* **Problem**: Copy out only those lines running from the line with "Locate the black border" to the end of the listing, keeping each one exactly as it is.
* start Supplied data *
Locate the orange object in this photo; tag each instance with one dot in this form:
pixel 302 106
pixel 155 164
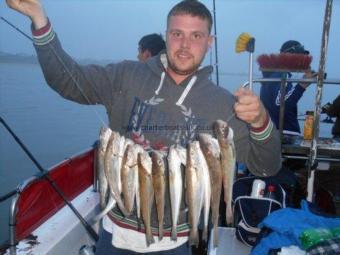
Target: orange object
pixel 284 62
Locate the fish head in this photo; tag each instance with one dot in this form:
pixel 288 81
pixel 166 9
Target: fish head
pixel 144 160
pixel 104 136
pixel 208 144
pixel 221 129
pixel 129 156
pixel 157 159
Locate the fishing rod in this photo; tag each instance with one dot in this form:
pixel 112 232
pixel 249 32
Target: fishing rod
pixel 45 175
pixel 8 195
pixel 320 81
pixel 216 56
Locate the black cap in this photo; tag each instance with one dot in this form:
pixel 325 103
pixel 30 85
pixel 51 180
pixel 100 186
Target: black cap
pixel 294 47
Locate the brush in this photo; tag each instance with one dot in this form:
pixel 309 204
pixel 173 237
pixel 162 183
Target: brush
pixel 245 42
pixel 284 62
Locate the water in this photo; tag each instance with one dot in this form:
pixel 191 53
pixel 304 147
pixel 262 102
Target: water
pixel 53 128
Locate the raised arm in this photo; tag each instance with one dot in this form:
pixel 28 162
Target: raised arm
pixel 261 150
pixel 32 9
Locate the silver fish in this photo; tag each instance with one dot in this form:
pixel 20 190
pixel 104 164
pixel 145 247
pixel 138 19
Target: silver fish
pixel 207 190
pixel 112 169
pixel 211 151
pixel 158 181
pixel 129 174
pixel 104 136
pixel 136 150
pixel 146 193
pixel 194 190
pixel 175 158
pixel 225 137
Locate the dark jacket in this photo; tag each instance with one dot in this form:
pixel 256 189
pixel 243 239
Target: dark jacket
pixel 270 96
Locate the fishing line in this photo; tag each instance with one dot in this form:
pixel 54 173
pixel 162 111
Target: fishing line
pixel 63 65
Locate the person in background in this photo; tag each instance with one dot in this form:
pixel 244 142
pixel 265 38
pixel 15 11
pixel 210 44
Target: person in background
pixel 166 100
pixel 333 110
pixel 270 92
pixel 150 45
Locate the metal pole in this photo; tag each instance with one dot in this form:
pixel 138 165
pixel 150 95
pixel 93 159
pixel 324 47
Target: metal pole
pixel 216 55
pixel 313 151
pixel 282 103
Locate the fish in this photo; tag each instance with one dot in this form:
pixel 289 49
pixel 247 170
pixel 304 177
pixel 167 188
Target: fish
pixel 129 175
pixel 194 190
pixel 175 160
pixel 225 137
pixel 146 193
pixel 158 181
pixel 104 135
pixel 136 150
pixel 112 169
pixel 207 190
pixel 211 150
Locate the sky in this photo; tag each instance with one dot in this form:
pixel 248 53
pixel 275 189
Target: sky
pixel 110 29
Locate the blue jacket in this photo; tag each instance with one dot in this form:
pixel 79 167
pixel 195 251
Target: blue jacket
pixel 270 96
pixel 288 224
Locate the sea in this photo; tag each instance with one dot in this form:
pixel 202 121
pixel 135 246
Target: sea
pixel 53 128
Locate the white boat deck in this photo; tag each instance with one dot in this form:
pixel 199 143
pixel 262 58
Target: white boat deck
pixel 228 244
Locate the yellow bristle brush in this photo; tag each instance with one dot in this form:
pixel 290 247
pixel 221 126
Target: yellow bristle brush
pixel 245 42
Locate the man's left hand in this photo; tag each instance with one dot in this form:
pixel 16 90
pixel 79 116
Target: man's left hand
pixel 249 108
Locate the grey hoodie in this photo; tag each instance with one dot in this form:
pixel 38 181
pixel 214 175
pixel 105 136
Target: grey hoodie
pixel 144 103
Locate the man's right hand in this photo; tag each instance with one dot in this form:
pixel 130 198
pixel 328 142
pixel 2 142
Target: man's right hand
pixel 32 9
pixel 308 75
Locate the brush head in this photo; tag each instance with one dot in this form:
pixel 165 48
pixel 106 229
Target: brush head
pixel 284 62
pixel 245 42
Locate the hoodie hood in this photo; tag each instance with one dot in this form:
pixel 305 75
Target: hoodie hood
pixel 156 66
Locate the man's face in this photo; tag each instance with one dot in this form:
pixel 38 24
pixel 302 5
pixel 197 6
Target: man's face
pixel 143 55
pixel 187 41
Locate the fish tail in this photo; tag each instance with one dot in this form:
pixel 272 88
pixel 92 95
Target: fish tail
pixel 193 238
pixel 174 233
pixel 160 232
pixel 229 214
pixel 205 233
pixel 149 238
pixel 215 236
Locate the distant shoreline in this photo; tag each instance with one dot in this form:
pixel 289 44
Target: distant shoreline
pixel 26 59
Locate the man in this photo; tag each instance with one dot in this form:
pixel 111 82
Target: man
pixel 163 101
pixel 270 93
pixel 149 46
pixel 333 110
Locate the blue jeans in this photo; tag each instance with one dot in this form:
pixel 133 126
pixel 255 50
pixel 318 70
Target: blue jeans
pixel 104 247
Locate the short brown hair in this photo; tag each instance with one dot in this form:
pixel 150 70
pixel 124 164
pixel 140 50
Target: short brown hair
pixel 193 8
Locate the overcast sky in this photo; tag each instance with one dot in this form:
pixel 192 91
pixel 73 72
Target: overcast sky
pixel 110 29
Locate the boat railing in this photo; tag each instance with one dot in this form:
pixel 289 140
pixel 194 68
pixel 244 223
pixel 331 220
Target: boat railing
pixel 42 201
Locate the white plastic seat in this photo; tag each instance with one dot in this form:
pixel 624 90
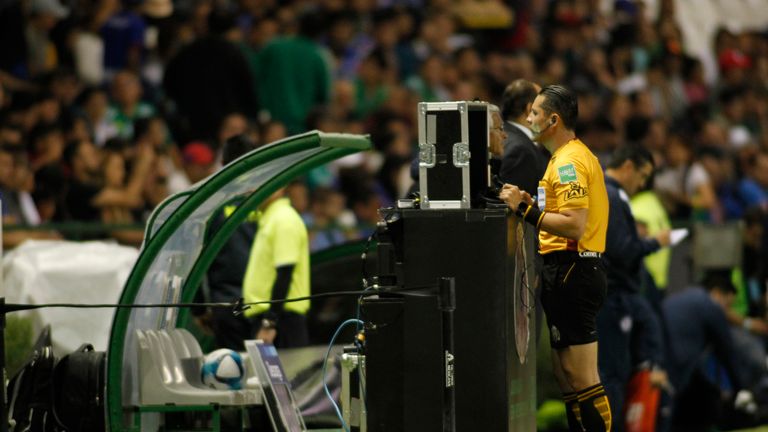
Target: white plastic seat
pixel 163 380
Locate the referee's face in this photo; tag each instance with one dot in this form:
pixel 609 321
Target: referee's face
pixel 538 120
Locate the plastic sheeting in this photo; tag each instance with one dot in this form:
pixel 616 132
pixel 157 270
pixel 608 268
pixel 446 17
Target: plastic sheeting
pixel 40 272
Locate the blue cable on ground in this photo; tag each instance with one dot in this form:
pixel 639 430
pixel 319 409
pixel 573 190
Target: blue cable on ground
pixel 325 367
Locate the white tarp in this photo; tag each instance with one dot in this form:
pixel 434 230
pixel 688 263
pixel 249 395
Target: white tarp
pixel 43 271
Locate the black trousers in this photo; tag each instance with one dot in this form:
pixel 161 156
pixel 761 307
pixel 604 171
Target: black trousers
pixel 291 329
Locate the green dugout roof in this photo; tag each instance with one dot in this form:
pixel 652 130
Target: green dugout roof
pixel 176 255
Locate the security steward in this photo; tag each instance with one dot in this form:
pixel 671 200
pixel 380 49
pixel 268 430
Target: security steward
pixel 571 213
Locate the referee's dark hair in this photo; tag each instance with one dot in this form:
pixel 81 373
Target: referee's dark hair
pixel 638 154
pixel 563 102
pixel 518 94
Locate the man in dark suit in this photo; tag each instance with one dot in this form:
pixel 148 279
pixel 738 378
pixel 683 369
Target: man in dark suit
pixel 523 162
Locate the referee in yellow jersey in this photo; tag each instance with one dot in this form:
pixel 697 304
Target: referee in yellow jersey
pixel 571 213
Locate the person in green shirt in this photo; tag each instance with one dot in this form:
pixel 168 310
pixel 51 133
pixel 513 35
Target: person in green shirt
pixel 278 268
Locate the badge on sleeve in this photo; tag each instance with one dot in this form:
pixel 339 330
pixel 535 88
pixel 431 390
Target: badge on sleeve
pixel 567 173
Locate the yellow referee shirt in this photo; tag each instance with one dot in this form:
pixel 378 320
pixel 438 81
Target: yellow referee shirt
pixel 574 180
pixel 280 240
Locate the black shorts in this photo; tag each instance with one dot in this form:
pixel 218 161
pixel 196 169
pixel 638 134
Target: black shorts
pixel 573 290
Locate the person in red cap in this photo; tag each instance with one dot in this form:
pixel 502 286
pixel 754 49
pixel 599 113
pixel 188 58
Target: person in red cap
pixel 198 160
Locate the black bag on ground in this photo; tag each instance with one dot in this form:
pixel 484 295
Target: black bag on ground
pixel 79 390
pixel 29 390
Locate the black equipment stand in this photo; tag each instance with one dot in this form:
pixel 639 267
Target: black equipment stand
pixel 447 304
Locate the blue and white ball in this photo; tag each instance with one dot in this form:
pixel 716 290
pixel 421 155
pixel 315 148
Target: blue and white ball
pixel 223 370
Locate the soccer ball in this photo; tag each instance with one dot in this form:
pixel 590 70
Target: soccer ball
pixel 223 370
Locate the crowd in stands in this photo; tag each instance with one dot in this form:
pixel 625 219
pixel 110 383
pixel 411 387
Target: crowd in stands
pixel 109 106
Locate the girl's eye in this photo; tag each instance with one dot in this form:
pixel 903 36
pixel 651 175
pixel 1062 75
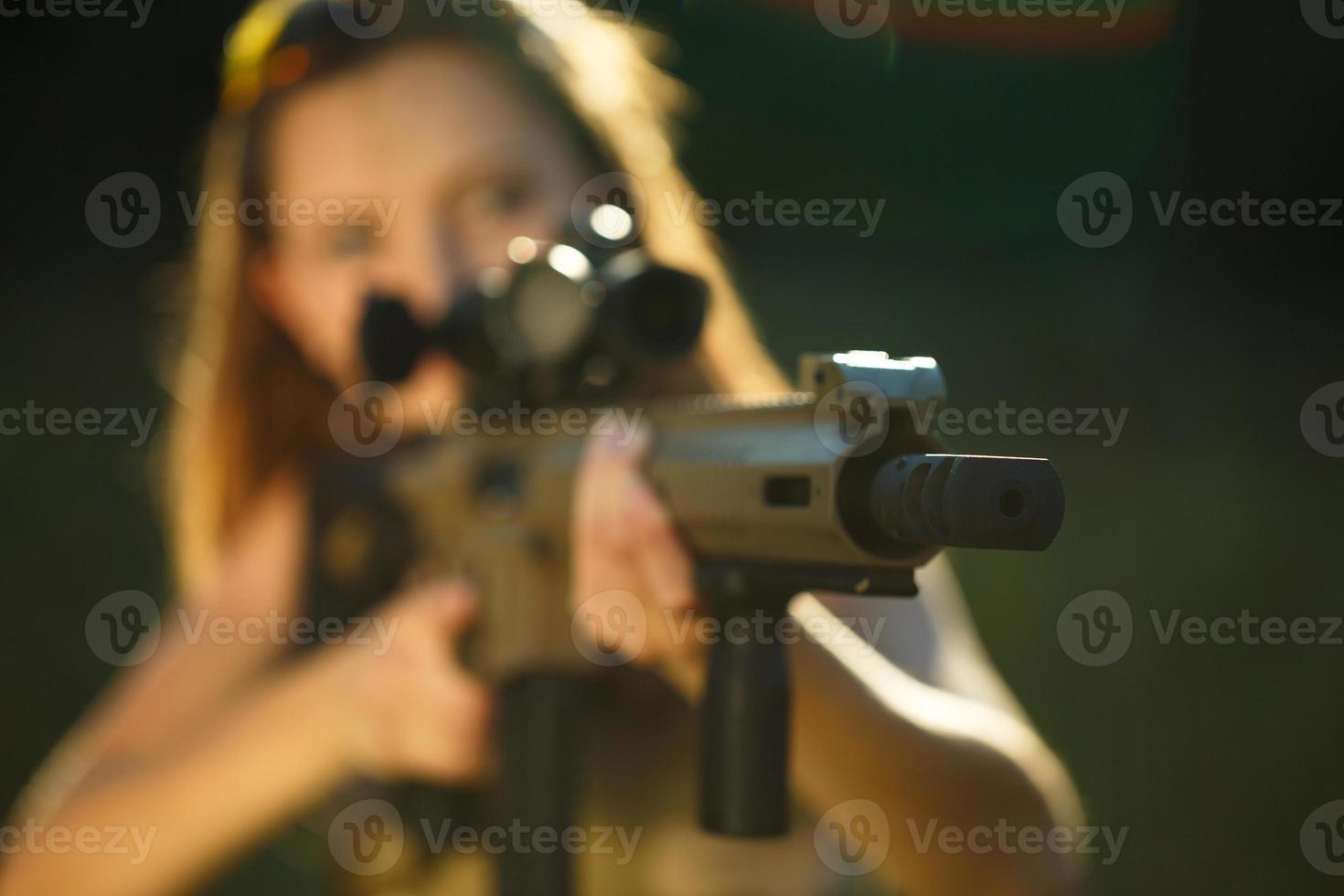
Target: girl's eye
pixel 349 240
pixel 500 197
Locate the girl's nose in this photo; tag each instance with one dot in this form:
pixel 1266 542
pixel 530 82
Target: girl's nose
pixel 422 263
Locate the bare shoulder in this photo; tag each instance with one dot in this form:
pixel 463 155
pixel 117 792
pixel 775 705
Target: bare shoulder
pixel 930 637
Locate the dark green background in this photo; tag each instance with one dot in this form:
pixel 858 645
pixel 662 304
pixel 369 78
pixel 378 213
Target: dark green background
pixel 1210 503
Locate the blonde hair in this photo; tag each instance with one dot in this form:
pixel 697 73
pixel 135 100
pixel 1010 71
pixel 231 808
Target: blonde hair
pixel 251 409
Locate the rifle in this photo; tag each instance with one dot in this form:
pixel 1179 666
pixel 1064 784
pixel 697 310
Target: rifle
pixel 831 486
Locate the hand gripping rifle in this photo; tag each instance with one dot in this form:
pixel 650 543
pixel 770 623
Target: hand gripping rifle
pixel 831 486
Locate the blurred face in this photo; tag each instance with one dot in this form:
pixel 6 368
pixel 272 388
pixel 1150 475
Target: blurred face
pixel 428 162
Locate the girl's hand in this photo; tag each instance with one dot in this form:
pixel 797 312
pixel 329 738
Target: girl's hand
pixel 634 581
pixel 413 709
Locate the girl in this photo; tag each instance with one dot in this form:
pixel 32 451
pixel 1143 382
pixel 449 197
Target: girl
pixel 475 128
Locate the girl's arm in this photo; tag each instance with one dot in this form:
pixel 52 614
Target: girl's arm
pixel 932 759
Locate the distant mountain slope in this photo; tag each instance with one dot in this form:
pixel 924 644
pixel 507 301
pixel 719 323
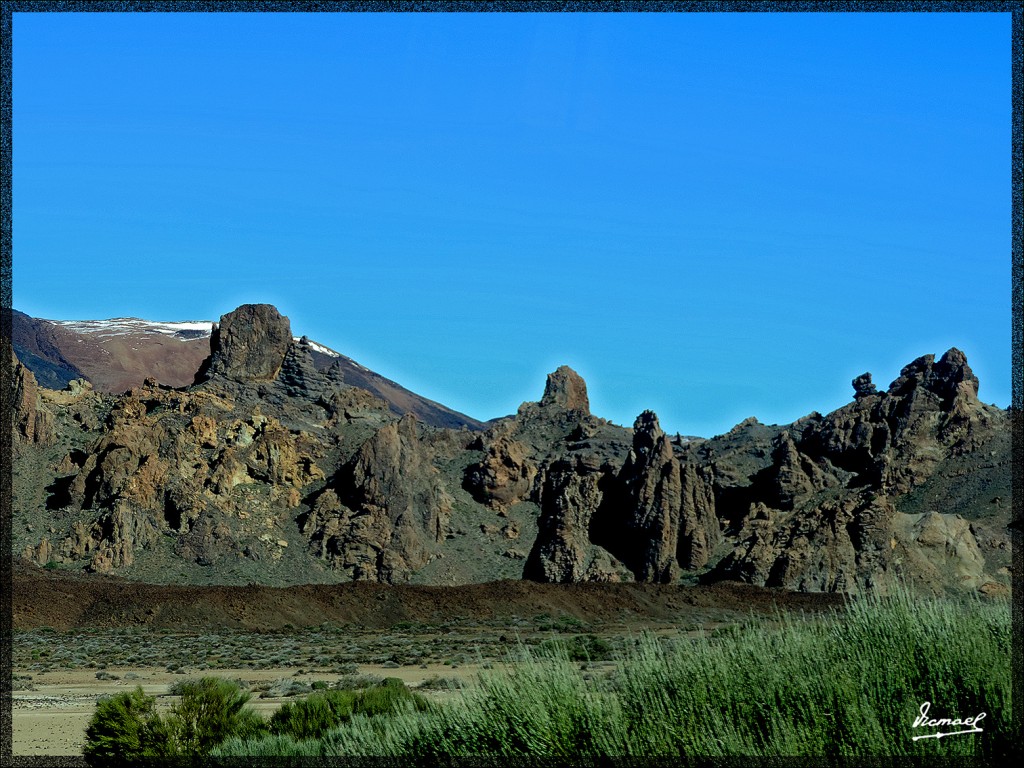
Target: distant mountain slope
pixel 37 346
pixel 270 470
pixel 120 353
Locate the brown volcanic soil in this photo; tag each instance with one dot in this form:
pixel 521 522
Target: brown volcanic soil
pixel 120 363
pixel 62 601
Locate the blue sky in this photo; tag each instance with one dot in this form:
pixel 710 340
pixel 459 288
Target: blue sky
pixel 713 216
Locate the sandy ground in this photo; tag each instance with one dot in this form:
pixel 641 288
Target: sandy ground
pixel 52 719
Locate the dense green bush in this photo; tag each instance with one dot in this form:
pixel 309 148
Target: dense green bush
pixel 127 728
pixel 211 711
pixel 124 729
pixel 849 684
pixel 322 711
pixel 582 647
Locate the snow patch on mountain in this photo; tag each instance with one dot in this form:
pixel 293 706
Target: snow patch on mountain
pixel 128 326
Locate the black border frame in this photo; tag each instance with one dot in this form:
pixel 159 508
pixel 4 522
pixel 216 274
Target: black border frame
pixel 8 7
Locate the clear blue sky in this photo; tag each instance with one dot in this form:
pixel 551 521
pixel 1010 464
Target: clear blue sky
pixel 714 216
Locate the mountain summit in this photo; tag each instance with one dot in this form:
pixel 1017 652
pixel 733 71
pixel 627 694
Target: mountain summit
pixel 272 467
pixel 117 354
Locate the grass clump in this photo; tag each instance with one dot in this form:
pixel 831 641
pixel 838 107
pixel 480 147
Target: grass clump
pixel 847 684
pixel 322 711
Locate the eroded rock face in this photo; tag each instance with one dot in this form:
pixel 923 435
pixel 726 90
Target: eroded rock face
pixel 572 495
pixel 505 476
pixel 566 389
pixel 304 469
pixel 33 422
pixel 671 521
pixel 249 344
pixel 652 515
pixel 385 511
pixel 825 517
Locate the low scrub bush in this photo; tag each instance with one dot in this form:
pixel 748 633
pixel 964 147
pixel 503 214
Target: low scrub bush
* end Supplied data *
* **Response to this exercise**:
Locate the black border frame in this photo; tag each instance with one dot in this form:
pixel 159 508
pixel 4 522
pixel 216 274
Target: black border frame
pixel 8 7
Locate the clear blue sky in this photo; tag each instance with one dot in this form:
pixel 551 521
pixel 1010 464
Target: clear blue sky
pixel 714 216
Locate the mountain summit in this photo; tag each instance with one dot in this form:
pixel 1017 652
pixel 733 71
pixel 627 694
Target: mountain summit
pixel 272 467
pixel 117 354
Locate the grass clump in this photo; tag each instance with one dot in this form:
pixel 831 641
pixel 838 107
pixel 480 147
Target: grass clump
pixel 847 684
pixel 322 711
Locate the eroded rock face in this photo; tag each instance with one dot in this form:
pixel 923 435
pixel 726 90
Target: eroded rock face
pixel 572 495
pixel 505 476
pixel 566 389
pixel 304 469
pixel 33 422
pixel 671 521
pixel 249 344
pixel 652 515
pixel 385 511
pixel 825 517
Locate the low scrub bush in this photo; tag each instance with one dot in this form:
pixel 748 633
pixel 964 147
pixel 503 214
Target: low scrub bush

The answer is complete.